> **Exercise requirements**:
1. Answer these from the text on self-driving cars:
(a) Around what price does the LIDAR instrument on the roof of Google's cars sell for?
(b) Which two international treaties may need to be changed for the cars to be used in Europe and the United States?
(c) According to Werner Huber, how many seconds might a completely distracted driver take to come back to the driving task?
2. From the text on self-driving cars, copy word for word the stretch that begins at the words "For one thing, many" and stops after the words "sleek new model.".
3. Please write what comes next in the text on self-driving cars, starting after its last sentence.

> **Source extract**:

%%

For one thing, many of the sensors and computers found in BMW’s car, and in other prototypes, are too expensive to be deployed widely. And achieving even more complete automation will probably mean using more advanced, more expensive sensors and computers. The spinning laser instrument, or LIDAR, seen on the roof of Google’s cars, for instance, provides the best 3-D image of the surrounding world, accurate down to two centimeters, but sells for around $80,000. Such instruments will also need to be miniaturized and redesigned, adding more cost, since few car designers would slap the existing ones on top of a sleek new model.

Cost will be just one factor, though. While several U.S. states have passed laws permitting autonomous cars to be tested on their roads, the National Highway Traffic Safety Administration has yet to devise regulations for testing and certifying the safety and reliability of autonomous features. Two major international treaties, the Vienna Convention on Road Traffic and the Geneva Convention on Road Traffic, may need to be changed for the cars to be used in Europe and the United States, as both documents state that a driver must be in full control of a vehicle at all times.

Most daunting, however, are the remaining computer science and artificial-­intelligence challenges. Automated driving will at first be limited to relatively simple situations, mainly highway driving, because the technology still can’t respond to uncertainties posed by oncoming traffic, rotaries, and pedestrians. And drivers will also almost certainly be expected to assume some sort of supervisory role, requiring them to be ready to retake control as soon as the system gets outside its comfort zone.

Despite the flashy demos, I sometimes detected among carmakers a desire to hit the brakes and temper expectations.

The relationship between human and robot driver could be surprisingly fraught. The problem, as I discovered during my BMW test drive, is that it’s all too easy to lose focus, and difficult to get it back. The difficulty of reëngaging distracted drivers is an issue that Bryan Reimer, a research scientist in MIT’s Age Lab, has well documented (see “Proceed with Caution toward the Self-Driving Car,” May/June 2013). Perhaps the “most inhibiting factors” in the development of driverless cars, he suggests, “will be factors related to the human experience.”

In an effort to address this issue, carmakers are thinking about ways to prevent drivers from becoming too distracted, and ways to bring them back to the driving task as smoothly as possible. This may mean monitoring drivers’ attention and alerting them if they’re becoming too disengaged. “The first generations [of autonomous cars] are going to require a driver to intervene at certain points,” Clifford Nass, codirector of Stanford University’s Center for Automotive Research, told me. “It turns out that may be the most dangerous moment for autonomous vehicles. We may have this terrible irony that when the car is driving autonomously it is much safer, but because of the inability of humans to get back in the loop it may ultimately be less safe.”

An important challenge with a system that drives all by itself, but only some of the time, is that it must be able to predict when it may be about to fail, to give the driver enough time to take over. This ability is limited by the range of a car’s sensors and by the inherent difficulty of predicting the outcome of a complex situation. “Maybe the driver is completely distracted,” Werner Huber said. “He takes five, six, seven seconds to come back to the driving task—that means the car has to know [in advance] when its limitation is reached. The challenge is very big.”

%%

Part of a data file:
%%

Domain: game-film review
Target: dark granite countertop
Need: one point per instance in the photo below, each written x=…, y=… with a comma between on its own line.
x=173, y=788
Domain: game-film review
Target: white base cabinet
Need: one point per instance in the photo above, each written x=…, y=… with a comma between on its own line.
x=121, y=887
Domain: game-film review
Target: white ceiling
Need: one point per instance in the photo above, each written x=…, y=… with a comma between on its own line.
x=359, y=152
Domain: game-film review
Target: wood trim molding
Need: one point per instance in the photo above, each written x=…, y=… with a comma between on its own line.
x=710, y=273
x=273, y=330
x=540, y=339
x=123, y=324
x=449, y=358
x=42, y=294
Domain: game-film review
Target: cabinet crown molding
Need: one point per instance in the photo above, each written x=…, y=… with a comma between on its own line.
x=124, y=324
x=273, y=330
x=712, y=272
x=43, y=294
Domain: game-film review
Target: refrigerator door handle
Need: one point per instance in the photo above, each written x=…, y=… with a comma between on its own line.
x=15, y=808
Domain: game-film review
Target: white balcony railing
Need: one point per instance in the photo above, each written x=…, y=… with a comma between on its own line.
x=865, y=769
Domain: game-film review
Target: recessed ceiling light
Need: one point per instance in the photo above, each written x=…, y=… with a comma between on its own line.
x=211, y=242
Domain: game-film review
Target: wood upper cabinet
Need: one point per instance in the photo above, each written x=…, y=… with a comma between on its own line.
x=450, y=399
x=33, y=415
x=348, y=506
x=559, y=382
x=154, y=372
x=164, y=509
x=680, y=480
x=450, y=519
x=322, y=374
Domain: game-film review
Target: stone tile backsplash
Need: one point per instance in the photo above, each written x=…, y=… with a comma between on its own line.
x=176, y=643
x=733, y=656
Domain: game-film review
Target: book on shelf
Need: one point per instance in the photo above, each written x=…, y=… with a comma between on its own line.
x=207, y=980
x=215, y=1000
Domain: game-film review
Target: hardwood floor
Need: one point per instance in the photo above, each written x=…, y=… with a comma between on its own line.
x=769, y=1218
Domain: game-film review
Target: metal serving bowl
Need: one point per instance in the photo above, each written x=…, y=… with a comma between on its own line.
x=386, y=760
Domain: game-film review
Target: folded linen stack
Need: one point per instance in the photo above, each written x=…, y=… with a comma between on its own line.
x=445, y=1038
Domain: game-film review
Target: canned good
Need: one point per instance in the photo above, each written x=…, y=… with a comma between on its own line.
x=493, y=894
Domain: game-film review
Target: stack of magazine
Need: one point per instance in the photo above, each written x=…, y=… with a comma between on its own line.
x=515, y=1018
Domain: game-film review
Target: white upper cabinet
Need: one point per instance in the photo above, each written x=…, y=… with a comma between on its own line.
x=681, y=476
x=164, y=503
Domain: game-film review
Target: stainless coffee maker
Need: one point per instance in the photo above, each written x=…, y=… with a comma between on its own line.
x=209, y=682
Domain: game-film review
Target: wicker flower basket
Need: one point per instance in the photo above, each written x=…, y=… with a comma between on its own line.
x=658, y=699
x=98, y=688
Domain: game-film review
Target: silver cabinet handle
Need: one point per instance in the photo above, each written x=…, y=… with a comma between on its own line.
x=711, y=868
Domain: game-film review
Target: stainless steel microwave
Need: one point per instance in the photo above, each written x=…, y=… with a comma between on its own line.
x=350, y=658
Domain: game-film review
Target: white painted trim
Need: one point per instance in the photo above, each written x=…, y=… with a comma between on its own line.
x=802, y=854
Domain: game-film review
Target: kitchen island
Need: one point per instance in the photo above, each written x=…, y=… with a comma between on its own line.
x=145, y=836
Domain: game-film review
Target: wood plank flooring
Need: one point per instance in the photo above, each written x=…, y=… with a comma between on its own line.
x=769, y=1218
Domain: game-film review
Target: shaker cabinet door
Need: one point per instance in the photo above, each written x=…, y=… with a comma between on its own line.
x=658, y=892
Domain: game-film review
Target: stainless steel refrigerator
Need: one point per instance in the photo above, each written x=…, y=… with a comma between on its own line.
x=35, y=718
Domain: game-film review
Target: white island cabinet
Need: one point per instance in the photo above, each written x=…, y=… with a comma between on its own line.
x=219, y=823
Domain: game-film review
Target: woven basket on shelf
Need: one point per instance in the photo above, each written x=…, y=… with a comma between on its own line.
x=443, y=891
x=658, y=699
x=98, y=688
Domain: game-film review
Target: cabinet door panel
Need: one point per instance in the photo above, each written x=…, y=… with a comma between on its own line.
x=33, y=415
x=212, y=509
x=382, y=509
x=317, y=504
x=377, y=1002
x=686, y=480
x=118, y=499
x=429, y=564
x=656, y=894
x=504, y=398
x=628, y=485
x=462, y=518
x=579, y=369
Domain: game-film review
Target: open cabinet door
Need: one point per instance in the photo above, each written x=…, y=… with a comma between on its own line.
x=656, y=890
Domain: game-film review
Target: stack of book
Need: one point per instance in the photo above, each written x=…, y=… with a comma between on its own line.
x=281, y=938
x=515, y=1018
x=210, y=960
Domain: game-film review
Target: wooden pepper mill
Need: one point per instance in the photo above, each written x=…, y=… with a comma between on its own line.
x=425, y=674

%%

> **Answers below**:
1.
(a) Around $80,000.
(b) The Vienna Convention on Road Traffic and the Geneva Convention on Road Traffic.
(c) Five, six, seven seconds.

2.
For one thing, many of the sensors and computers found in BMW’s car, and in other prototypes, are too expensive to be deployed widely. And achieving even more complete automation will probably mean using more advanced, more expensive sensors and computers. The spinning laser instrument, or LIDAR, seen on the roof of Google’s cars, for instance, provides the best 3-D image of the surrounding world, accurate down to two centimeters, but sells for around $80,000. Such instruments will also need to be miniaturized and redesigned, adding more cost, since few car designers would slap the existing ones on top of a sleek new model.

3.
Before traveling to Germany, I visited John ­Leonard, an MIT professor who works on robot navigation, to find out more about the limits of vehicle automation. ­Leonard led one of the teams involved in the DARPA Urban Challenge, an event in 2007 that saw autonomous vehicles race across mocked-up city streets, complete with stop-sign intersections and moving traffic. The challenge inspired new research and new interest in autonomous driving, but ­Leonard is restrained in his enthusiasm for the commercial trajectory that autonomous driving has taken since then. “Some of these fundamental questions, about representing the world and being able to predict what might happen—we might still be decades behind humans with our machine technology,” he told me. “There are major, unsolved, difficult issues here. We have to be careful that we don’t overhype how well it works.”

Leonard suggested that much of the technology that has helped autonomous cars deal with complex urban environments in research projects—some of which is used in Google’s cars today—may never be cheap or compact enough to be employed in commercially available vehicles. This includes not just the LIDAR but also an inertial navigation system, which provides precise positioning information by monitoring the vehicle’s own movement and combining the resulting data with differential GPS and a highly accurate digital map. What’s more, poor weather can significantly degrade the reliability of sensors, ­Leonard said, and it may not always be feasible to rely heavily on a digital map, as so many prototype systems do. “If the system relies on a very accurate prior map, then it has to be robust to the situation of that map being wrong, and the work of keeping those maps up to date shouldn’t be underestimated,” ­he said.

Near the end of my ride in BMW’s autonomous prototype, I discovered an example of imperfect autonomy in action. We had made a loop of the airport and were heading back toward the city when a Smart car, which had been darting through traffic a little erratically, suddenly swung in front of me from the right. Confused by its sudden and irregular maneuver, our car kept approaching it rapidly, and with less than a second to spare I lost my nerve and hit the brakes, slowing the car down and taking it out of self-driving mode. A moment later I asked Aeberhard if our car would have braked in time. “It would’ve been close,” he admitted.

Despite the flashy demos and the bold plans for commercialization, I sometimes detected among carmakers a desire to hit the brakes and temper expectations. Ralf Herttwich, who leads research and engineering of driver assistance systems at Mercedes, explained that interpreting a situation becomes exponentially more difficult as the road becomes more complex. “Once you leave the highway and once you go onto the average road, environment perception needs to get better. Your interpretation of traffic situations, because there are so many more of them—they need to get better,” he said. “Just looking at a traffic light and deciding if that traffic light is for you is a very, very complex problem.”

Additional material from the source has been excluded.